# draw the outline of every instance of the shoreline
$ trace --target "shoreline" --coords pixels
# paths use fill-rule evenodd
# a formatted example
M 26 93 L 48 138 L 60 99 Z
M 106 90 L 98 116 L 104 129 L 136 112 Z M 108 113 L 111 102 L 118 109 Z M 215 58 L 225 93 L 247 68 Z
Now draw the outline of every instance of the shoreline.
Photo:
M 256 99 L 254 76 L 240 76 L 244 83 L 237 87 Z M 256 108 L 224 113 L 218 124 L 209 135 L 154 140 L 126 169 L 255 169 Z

----------------------------------------

**Work to be completed**
Output every line of the data above as a JSON list of strings, one string per line, with blank lines left out.

**Response to the exercise**
[
  "# draw the outline of every instance of the shoreline",
  "$ trace --target \"shoreline\" --coords pixels",
  "# paths use fill-rule evenodd",
  "# a formatted example",
  "M 26 93 L 48 138 L 60 99 Z",
  "M 106 90 L 98 116 L 104 129 L 136 112 Z M 108 113 L 111 102 L 118 109 Z M 215 58 L 225 93 L 247 68 Z",
  "Now draw the outline of every instance of the shoreline.",
  "Photo:",
  "M 256 99 L 254 76 L 240 76 L 244 83 L 237 87 Z M 256 108 L 224 113 L 218 124 L 209 135 L 154 140 L 126 169 L 255 169 Z"
]